BEGIN PAGE
DARPA Young Faculty Award To Improve All-Acoustic RF Signal Processing
Siddhartha Ghosh, assistant professor, electrical and computer engineering (ECE), has been awarded a $500,000 Young Faculty Award from the Defense Advanced Research Projects Agency (DARPA) to create single-platform microsystems that can incorporate active functionality with passive acoustic wave (AW) devices at radio frequencies.
Ghosh’s research is called Compound Semiconductor on Piezoelectric Strongly Confined Microacoustic Integrated Circuits (COSMIC), and it seeks to achieve its goal by incorporating acoustoelectric (AE) functions with phononic integrated circuits (PnICs) for novel AW devices.
“Using current communication technologies, if you want to incorporate some gain—i.e., an amplified signal—you have to go in and out of the acoustic domain, which results in a loss of signal,” says Ghosh. “By developing a single platform for all-acoustic RF signal processing (RFSP) covering high frequency through super high frequency bands, we can unlock new potential in AW devices with improved radio receivers and chip sets, reduced system complexity, and more resilience to intentional third-party signal interference.”
END PAGE
BEGIN RECORDED INFORMATION
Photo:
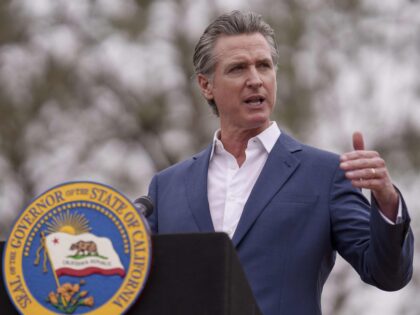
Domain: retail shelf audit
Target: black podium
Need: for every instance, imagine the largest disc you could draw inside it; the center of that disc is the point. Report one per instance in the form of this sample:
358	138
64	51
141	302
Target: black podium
191	274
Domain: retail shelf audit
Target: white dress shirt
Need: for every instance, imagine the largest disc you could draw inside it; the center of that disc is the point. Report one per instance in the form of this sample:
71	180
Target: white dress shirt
229	186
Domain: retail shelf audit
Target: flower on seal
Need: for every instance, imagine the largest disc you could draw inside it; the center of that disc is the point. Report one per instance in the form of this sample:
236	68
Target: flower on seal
END RECORDED INFORMATION
*SHORT EXERCISE 1*.
Say whether each statement agrees with the article on Ghosh's DARPA award. Answer yes or no and quote the deciding words from the article.
(a) The award Ghosh received comes from DARPA and is worth $500,000.
(b) The COSMIC research combines acoustoelectric functions with phononic integrated circuits.
(c) Ghosh says current communication technologies can add gain without leaving the acoustic domain.
*SHORT EXERCISE 2*.
Write the next part of the article on Ghosh's DARPA award, picking up after its last sentence.

*EXERCISE RESPONSE 1*.
(a) Yes: "has been awarded a $500,000 Young Faculty Award from the Defense Advanced Research Projects Agency (DARPA)"
(b) Yes: "incorporating acoustoelectric (AE) functions with phononic integrated circuits (PnICs)"
(c) No: "you have to go in and out of the acoustic domain, which results in a loss of signal"

*EXERCISE RESPONSE 2*.
Ghosh’s proposal also seeks to develop systems that are capable of full duplex communication, or the ability to transmit and receive at the same time.
“The challenge with full duplex communication is that is it’s akin to trying to hear a whisper while you’re shouting,” says Ghosh. “However, if you can talk and listen at the same time, you can double your spectrum utilization; this is a problem that has been sought after in all wireless communication domains, both military and commercial, so the potential applications are widespread.”
While many researchers have worked on improving gain by implementing different amplifiers and signal processing elements over several decades, Ghosh aims to leverage advances in both new materials and processing technology over the last 15 years to solve the issue.
“In recent years, several trends have offered new opportunities for realizing the vision of integrated AE RFSPs, such as the emergence of high electromechanical coupling modes in materials such as AlScN thin films, compound semiconductor technology with unprecedented carrier mobilities, the maturation of heterogeneous integration technologies, and nanofabrication techniques,” says Ghosh.
Ghosh’s research will leverage several of Northeastern’s resources, including the George J. Kostas Nanoscale Technology and Manufacturing Research Center. Furthermore, Northeastern is the only academic institution in the country hosting a foundry‐compatible cluster tool for the deposition of high‐quality AlN/AlScN piezoelectric thin‐films on 8‐inch wafers.
In addition to RF signal processing, Ghosh’s COSMIC PnICs may also have future applications in quantum information processing using phonon buses or addressing challenges around microwave-to-optical frequency conversion.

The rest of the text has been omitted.